▸ **Exercise directions**: Only a number is expected: how many lines in these records mention the word "green"?

▸ **The input**:

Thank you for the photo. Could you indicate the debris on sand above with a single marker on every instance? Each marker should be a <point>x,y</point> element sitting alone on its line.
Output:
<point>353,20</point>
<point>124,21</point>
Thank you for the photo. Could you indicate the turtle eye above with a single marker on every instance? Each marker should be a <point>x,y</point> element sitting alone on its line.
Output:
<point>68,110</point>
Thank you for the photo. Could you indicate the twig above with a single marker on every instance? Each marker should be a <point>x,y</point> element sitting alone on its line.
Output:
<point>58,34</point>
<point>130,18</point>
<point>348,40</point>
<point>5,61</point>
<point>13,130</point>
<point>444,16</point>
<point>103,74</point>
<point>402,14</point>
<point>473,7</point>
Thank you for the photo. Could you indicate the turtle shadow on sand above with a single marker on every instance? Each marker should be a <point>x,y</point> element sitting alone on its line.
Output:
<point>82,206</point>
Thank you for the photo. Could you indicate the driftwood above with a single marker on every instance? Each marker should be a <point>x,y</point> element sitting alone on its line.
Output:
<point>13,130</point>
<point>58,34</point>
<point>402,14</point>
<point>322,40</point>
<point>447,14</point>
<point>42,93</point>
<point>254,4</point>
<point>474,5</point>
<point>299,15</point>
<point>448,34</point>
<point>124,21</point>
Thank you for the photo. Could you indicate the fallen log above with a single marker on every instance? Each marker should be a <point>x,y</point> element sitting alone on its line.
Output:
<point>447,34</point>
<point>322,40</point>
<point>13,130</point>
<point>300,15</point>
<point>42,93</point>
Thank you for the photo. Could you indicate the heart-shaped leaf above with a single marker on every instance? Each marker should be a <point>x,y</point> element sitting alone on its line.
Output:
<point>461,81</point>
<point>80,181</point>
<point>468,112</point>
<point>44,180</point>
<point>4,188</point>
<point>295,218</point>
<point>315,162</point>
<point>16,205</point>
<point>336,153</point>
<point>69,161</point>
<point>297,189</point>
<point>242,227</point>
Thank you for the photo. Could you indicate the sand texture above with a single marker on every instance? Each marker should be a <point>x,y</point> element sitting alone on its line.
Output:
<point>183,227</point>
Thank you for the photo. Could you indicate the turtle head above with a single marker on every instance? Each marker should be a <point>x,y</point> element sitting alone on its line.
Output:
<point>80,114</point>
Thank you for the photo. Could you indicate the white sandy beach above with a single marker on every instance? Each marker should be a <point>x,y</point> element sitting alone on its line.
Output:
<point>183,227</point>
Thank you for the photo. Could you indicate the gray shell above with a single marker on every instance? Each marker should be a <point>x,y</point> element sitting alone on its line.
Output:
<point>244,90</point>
...
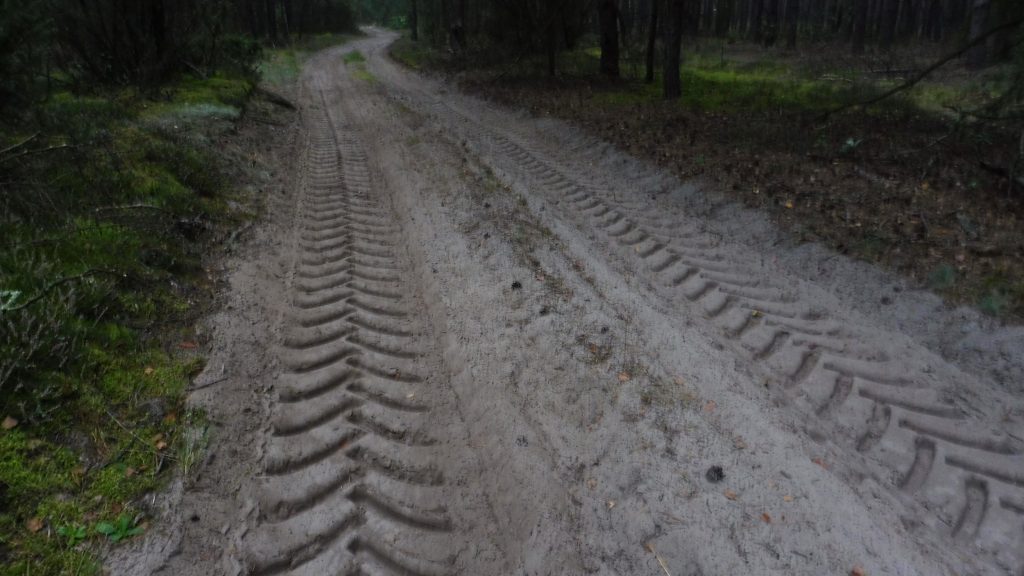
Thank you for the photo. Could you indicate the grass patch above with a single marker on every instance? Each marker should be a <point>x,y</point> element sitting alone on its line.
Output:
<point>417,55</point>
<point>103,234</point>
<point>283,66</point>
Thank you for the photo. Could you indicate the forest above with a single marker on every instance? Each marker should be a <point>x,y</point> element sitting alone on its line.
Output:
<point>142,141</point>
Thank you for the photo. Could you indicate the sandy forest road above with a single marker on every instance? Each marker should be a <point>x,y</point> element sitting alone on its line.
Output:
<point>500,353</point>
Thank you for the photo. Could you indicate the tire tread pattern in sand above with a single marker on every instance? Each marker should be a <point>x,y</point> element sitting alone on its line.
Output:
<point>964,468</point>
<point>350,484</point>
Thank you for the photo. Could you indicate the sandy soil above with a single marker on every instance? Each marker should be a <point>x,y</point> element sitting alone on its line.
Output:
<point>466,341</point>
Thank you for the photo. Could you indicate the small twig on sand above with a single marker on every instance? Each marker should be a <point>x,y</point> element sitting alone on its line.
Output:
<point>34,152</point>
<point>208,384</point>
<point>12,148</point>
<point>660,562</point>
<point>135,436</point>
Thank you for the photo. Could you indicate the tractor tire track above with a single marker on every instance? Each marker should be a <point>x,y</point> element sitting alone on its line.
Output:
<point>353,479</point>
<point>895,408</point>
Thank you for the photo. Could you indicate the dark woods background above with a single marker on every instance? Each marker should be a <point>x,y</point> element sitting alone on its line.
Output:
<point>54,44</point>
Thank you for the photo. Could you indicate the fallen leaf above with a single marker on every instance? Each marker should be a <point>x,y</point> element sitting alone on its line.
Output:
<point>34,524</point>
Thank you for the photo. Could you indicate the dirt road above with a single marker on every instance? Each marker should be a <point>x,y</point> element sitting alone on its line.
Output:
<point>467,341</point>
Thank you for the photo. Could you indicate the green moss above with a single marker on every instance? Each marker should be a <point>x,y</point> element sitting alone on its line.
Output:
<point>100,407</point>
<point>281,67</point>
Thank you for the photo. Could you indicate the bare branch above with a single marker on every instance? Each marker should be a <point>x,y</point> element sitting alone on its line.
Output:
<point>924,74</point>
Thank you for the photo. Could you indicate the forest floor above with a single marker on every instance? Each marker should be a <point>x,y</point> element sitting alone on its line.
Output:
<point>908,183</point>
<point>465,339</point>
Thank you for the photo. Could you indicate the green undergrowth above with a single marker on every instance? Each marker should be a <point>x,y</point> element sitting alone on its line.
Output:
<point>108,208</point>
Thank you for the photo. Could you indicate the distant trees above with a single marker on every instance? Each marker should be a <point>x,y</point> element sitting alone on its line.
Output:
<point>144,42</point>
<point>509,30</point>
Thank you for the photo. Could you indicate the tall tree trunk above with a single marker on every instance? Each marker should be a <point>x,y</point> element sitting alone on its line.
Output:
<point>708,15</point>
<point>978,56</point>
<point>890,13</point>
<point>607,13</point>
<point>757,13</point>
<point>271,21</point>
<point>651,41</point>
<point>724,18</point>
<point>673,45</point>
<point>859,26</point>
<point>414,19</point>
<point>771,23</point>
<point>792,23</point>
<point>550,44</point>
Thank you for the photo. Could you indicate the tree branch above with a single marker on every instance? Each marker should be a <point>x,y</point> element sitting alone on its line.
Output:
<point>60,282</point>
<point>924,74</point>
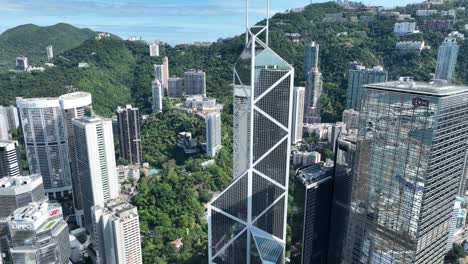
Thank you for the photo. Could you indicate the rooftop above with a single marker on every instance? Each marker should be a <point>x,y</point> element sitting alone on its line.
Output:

▸ **Exercise response**: 2